__WRITTEN EXERCISE__: In the listing below, change "painted leaf" to "paper leaf" in the stretch from the line containing "where the green" through the line containing "[[90, 202, 103, 222], [213, 87, 235, 104]]", and give only those lines with nothing else altered.

__PROVIDED RECORDS__:
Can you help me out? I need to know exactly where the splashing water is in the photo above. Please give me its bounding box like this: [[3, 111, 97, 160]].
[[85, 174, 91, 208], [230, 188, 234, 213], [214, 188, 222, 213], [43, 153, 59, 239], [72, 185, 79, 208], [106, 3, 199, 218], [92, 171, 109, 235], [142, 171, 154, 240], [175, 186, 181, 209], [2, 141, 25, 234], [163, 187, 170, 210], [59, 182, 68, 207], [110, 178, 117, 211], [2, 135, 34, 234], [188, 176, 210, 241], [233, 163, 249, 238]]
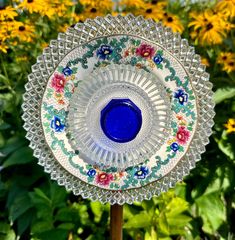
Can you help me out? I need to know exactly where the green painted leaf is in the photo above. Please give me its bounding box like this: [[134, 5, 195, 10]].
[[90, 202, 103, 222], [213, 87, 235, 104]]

---

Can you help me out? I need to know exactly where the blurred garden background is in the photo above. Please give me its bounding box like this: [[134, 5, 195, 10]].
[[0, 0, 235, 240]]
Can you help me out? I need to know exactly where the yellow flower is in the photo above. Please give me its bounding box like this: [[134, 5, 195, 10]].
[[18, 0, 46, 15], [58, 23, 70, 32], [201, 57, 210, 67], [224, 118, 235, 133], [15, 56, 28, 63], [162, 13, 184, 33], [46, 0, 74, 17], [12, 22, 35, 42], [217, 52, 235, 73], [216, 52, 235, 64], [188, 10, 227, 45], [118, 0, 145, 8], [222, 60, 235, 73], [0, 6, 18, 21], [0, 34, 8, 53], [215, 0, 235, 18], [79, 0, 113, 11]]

__OUTPUT FOR THIS EXERCISE__:
Can you help me out? I need to know exactly where the green paper leaf is in the photo above. Please give me its bounding box like this: [[134, 5, 195, 10]].
[[90, 202, 103, 222], [213, 87, 235, 104]]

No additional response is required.